> Passage:
* Begin *

Potentiodynamic anodic polarization (PAP) was used for determining the pitting potential of the HAZ. The tests were performed based on the ASTM G5-13 standard [20]. The size of the test specimens was 15 × 15 mm., with an area of 1 cm² that was exposed to the solution and examined. Each sample was placed in a flask containing the test solution, 0.5 M NaCl and 0.5 M H₂SO₄, for the pitting corrosion tests. The open circuit potential (OCP) values, also referred to as the corrosion potential, for each experiment was measured with a delay of 300 s.The polarization curve was plotted from 50 mV below OCP to 2000 mV (vs. Ag/AgCl) at a potential rate of 0.0016 Vs⁻¹, as suggested by the literature [21]. Potentiodynamic polarization tests were repeated three times to determine the average pitting potential (i_pit) for each condition. The tests were performed at 23 ± 2 °C according to the ASTM G5-13 standard test method.

For the electrochemical polarization tests, an electrochemical cell consisting of three electrodes was deployed. The 316L sample (working electrode (WE)) and the platinum counter electrode (CE) were immersed in the electrolyte and connected to a saturated Ag/AgCl reference electrode (RE) by a salt bridge. The sample holder used for holding the 316L sample (WE) was provided by Redox Company, (Norrköping, Sweden) and the electrochemical cell, CE, and RE were obtained from Pine Research Inc. The electrodes were connected to an Autolab potential/galvanostat PGSTAT302N potentiostat (Metrohm, FL, USA), which was controlled by a computer using ANOVA software version 2.1.6 (Metrohm Autolab B.V, Utrecht, The Netherlands).

* End *

> Records supplied:
* Begin *

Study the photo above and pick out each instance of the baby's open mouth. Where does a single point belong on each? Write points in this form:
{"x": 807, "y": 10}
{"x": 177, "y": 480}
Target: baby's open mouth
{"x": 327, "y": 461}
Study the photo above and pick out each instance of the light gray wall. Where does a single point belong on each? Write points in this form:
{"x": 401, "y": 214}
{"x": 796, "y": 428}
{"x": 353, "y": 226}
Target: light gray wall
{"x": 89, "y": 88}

* End *
* Begin *

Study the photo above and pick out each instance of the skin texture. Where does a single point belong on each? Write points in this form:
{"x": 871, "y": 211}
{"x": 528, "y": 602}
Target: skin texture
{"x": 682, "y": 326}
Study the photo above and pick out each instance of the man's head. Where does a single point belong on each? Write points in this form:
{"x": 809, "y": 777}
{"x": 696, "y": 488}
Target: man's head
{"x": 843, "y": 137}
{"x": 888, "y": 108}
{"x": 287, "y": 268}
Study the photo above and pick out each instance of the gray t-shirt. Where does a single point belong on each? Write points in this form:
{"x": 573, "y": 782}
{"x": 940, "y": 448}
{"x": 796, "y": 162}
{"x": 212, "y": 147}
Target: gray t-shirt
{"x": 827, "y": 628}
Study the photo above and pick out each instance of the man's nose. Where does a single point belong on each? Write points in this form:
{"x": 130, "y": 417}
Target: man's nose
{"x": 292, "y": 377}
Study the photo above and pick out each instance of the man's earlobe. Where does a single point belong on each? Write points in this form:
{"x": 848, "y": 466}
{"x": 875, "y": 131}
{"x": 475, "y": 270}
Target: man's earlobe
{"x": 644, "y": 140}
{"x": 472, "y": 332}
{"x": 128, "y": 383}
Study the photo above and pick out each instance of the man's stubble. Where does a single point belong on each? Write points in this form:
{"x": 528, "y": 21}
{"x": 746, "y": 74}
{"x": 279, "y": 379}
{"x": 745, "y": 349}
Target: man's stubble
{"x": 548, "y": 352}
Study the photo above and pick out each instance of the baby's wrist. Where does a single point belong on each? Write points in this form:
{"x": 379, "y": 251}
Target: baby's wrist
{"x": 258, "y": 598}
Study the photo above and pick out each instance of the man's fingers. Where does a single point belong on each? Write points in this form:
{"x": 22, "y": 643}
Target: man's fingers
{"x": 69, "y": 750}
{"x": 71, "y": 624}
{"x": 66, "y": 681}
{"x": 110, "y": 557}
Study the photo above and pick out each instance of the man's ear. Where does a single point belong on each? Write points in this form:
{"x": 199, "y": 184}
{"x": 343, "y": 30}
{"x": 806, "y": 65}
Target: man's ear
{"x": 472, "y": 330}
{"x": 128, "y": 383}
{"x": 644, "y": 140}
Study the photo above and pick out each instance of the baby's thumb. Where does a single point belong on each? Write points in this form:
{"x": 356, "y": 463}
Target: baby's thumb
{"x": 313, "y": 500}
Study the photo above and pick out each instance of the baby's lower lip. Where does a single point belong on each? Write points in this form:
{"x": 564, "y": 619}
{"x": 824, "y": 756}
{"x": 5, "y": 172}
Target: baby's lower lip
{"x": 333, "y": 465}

* End *
* Begin *

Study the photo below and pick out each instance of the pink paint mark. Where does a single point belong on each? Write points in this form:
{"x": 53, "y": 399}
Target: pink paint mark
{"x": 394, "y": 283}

* End *

> Exercise: Reproduce, character for character, the span of the polarization testing passage between "For the electrochemical" and "Utrecht, The Netherlands).", inclusive.

> Answer to the task:
For the electrochemical polarization tests, an electrochemical cell consisting of three electrodes was deployed. The 316L sample (working electrode (WE)) and the platinum counter electrode (CE) were immersed in the electrolyte and connected to a saturated Ag/AgCl reference electrode (RE) by a salt bridge. The sample holder used for holding the 316L sample (WE) was provided by Redox Company, (Norrköping, Sweden) and the electrochemical cell, CE, and RE were obtained from Pine Research Inc. The electrodes were connected to an Autolab potential/galvanostat PGSTAT302N potentiostat (Metrohm, FL, USA), which was controlled by a computer using ANOVA software version 2.1.6 (Metrohm Autolab B.V, Utrecht, The Netherlands).